### Instructions for the task
Starting at the line that holds "the stone step", set down each line through the end of the listing, exactly as written and with nothing added.

___ Task material

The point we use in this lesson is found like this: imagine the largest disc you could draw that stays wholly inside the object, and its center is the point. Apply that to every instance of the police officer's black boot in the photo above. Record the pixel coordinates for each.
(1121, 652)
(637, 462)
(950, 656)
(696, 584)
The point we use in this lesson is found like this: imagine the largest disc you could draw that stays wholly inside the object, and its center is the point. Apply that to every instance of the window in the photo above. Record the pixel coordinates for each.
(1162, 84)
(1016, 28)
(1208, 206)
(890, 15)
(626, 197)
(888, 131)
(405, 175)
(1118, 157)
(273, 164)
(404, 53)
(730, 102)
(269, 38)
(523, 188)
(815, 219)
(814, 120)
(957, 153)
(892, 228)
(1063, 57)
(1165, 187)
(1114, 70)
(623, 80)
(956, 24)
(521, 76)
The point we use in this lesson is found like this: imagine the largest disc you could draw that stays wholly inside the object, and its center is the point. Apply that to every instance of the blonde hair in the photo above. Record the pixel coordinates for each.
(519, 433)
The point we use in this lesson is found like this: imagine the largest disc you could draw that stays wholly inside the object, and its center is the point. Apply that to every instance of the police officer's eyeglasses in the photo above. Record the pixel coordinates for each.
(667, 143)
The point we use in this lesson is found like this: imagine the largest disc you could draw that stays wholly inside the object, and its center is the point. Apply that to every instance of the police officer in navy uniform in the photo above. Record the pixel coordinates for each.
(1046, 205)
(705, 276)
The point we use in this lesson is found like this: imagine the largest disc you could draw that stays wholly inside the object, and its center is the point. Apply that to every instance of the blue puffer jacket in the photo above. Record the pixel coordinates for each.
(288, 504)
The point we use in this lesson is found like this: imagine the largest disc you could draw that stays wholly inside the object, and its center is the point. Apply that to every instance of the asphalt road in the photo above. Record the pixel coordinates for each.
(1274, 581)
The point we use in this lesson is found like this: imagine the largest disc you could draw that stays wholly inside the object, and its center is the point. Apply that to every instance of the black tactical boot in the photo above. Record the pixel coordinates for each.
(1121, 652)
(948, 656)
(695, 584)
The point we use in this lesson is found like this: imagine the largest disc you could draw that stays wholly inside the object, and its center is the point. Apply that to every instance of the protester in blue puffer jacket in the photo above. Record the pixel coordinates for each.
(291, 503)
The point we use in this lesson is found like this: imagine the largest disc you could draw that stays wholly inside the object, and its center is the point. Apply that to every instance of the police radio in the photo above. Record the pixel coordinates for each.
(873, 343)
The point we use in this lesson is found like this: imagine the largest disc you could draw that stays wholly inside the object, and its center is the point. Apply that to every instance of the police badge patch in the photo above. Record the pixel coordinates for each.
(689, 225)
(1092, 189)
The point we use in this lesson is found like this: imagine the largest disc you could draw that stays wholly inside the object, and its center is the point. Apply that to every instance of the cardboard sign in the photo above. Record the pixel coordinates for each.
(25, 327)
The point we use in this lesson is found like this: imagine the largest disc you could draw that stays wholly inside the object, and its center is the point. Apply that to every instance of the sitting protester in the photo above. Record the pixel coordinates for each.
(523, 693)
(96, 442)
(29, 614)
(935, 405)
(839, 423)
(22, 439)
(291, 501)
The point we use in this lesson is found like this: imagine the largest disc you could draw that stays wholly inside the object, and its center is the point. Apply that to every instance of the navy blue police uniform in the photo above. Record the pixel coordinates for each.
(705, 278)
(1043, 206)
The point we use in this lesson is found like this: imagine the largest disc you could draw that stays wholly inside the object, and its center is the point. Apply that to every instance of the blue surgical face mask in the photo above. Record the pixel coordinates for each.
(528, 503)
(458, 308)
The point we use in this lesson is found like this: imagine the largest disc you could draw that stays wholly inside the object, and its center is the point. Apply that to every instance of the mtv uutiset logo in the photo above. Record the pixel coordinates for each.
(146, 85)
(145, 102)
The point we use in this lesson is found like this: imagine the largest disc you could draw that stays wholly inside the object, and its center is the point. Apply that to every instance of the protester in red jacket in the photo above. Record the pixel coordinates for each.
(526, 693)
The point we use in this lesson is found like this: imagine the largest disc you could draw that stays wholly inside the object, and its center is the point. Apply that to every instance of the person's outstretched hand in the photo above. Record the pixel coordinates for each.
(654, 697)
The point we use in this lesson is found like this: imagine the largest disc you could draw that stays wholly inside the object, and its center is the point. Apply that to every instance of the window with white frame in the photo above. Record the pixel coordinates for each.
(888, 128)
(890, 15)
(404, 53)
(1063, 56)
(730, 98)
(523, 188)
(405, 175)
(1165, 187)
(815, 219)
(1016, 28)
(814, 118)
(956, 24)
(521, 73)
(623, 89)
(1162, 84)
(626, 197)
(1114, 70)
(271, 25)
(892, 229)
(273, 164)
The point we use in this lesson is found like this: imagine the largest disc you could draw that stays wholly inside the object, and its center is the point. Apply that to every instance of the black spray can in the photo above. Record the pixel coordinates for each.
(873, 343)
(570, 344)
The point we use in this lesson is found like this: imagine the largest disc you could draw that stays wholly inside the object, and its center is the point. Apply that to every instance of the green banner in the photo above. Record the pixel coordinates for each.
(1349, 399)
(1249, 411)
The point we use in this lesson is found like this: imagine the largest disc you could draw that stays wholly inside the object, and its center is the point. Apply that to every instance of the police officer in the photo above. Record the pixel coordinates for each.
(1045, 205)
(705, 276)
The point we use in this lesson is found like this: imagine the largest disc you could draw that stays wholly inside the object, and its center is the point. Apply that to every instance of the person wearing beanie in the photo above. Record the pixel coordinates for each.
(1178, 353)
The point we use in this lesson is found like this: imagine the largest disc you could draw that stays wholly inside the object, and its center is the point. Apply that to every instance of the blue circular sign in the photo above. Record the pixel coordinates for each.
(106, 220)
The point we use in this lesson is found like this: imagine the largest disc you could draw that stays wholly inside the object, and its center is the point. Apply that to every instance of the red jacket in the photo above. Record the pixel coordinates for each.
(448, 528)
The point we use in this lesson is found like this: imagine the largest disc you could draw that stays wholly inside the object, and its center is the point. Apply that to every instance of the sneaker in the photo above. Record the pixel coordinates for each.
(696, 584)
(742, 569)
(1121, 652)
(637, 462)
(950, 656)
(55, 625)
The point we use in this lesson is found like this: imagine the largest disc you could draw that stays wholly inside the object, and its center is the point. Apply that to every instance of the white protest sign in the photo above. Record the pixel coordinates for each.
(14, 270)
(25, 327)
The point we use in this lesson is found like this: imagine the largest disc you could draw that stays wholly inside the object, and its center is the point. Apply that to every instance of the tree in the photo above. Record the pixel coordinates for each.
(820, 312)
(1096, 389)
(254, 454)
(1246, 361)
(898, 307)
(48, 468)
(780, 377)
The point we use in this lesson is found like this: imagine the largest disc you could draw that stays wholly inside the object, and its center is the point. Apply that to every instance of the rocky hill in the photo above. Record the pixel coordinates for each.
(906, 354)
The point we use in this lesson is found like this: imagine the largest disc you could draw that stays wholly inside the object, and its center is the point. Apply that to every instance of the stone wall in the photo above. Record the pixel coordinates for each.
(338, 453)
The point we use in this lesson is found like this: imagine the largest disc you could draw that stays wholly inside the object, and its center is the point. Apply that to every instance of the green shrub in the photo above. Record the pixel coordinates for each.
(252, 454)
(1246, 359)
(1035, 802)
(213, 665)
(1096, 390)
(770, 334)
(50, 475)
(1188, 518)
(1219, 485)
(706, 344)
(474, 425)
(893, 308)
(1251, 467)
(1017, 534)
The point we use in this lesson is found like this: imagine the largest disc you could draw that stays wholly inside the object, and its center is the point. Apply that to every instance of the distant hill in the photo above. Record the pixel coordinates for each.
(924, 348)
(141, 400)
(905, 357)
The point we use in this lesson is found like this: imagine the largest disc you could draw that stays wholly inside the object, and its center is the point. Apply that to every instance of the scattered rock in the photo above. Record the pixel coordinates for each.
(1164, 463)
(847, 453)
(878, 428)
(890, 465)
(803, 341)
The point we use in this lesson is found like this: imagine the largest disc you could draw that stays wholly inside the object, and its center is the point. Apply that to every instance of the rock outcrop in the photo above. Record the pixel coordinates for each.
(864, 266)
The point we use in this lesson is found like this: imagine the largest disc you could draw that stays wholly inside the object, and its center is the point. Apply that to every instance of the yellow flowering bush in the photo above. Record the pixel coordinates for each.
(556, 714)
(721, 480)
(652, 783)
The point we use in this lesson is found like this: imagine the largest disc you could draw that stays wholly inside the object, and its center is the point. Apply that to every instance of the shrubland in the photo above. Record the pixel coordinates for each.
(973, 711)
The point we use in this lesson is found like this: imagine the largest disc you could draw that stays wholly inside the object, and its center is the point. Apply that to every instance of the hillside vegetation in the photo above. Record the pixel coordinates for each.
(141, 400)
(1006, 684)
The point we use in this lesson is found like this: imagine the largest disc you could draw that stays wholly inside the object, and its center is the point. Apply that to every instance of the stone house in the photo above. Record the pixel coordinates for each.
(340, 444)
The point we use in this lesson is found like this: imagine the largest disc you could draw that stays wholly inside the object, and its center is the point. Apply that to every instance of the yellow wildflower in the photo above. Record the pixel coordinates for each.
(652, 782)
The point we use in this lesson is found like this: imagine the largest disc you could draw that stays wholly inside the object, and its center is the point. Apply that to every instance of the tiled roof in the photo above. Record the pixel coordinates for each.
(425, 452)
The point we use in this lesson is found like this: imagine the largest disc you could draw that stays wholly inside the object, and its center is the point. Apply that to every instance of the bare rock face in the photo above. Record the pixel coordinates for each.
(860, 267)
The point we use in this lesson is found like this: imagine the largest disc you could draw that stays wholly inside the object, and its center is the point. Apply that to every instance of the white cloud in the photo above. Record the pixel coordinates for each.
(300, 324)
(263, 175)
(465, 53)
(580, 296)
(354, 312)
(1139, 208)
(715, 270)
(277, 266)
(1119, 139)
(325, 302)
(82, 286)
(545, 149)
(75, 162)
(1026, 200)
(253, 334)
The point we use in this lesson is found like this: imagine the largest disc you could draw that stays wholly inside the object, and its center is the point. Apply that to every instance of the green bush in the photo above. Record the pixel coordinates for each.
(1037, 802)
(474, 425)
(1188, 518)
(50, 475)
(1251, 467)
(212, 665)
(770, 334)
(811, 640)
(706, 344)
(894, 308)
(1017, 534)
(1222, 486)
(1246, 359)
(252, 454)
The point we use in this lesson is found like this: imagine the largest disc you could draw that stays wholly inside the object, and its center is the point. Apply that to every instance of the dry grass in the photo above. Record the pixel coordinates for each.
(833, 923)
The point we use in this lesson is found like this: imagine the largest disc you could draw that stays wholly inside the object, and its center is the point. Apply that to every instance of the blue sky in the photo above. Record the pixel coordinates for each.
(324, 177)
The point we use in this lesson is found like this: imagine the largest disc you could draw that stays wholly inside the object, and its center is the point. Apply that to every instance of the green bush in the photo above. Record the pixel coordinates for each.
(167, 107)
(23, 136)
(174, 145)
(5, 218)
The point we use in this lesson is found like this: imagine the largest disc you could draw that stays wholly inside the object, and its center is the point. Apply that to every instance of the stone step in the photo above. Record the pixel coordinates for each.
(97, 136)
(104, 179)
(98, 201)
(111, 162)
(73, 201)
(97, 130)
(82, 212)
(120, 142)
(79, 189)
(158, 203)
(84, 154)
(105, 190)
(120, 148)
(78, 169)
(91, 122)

______

### Reply to the task
The point we use in this lesson is found like this: imagine the largest disc you could draw that stays wholly inside the object, and its center is the point. Apply that to every instance of the stone step in the photo above. Record the pixel coordinates for each.
(97, 136)
(104, 179)
(98, 201)
(111, 162)
(73, 201)
(97, 130)
(82, 212)
(120, 142)
(79, 189)
(158, 203)
(84, 154)
(105, 190)
(120, 148)
(78, 169)
(91, 122)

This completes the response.